[Dataset entries]
══════════════════════════════
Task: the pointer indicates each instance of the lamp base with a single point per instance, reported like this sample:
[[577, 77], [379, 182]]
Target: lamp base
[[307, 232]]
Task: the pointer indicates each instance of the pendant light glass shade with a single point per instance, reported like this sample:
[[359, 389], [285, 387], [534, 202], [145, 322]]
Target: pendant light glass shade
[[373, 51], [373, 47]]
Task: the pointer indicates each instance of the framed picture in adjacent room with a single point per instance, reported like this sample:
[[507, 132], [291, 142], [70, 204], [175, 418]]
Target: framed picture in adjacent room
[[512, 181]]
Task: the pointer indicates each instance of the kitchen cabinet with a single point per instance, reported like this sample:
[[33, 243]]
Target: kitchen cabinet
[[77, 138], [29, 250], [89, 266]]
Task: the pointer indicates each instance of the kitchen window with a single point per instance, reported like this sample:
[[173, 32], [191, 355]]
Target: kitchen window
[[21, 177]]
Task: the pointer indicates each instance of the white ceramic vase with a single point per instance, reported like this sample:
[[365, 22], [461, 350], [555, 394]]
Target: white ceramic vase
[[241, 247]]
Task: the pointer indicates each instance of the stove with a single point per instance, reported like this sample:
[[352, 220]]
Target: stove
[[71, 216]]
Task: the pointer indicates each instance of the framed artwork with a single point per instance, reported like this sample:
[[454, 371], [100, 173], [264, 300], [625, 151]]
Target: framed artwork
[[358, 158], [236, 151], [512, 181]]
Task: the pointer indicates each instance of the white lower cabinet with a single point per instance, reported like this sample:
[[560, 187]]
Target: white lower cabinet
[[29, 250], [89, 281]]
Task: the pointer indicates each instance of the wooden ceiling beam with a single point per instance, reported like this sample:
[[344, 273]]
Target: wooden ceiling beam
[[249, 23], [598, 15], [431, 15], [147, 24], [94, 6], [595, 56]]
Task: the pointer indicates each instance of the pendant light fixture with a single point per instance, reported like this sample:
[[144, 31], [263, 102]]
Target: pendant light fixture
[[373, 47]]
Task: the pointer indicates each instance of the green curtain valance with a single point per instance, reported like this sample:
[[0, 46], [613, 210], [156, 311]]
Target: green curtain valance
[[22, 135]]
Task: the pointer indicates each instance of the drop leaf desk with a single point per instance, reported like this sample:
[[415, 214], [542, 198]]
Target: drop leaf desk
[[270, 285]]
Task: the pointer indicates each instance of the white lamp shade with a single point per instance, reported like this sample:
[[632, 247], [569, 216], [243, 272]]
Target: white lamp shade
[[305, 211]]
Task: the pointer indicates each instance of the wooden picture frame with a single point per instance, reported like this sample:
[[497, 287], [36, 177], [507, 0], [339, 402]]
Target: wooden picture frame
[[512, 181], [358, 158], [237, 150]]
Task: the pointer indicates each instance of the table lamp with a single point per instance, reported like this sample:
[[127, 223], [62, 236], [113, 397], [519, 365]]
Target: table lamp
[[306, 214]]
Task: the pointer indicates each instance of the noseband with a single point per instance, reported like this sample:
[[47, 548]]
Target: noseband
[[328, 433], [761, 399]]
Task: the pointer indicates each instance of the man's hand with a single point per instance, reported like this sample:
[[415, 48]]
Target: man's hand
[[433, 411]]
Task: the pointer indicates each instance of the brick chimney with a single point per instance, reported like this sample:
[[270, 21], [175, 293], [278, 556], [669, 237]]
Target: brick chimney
══════════════════════════════
▶ [PROMPT]
Check which lines of the entries hold the word "chimney", then please give only how many there are.

▶ [EXPECTED ANSWER]
2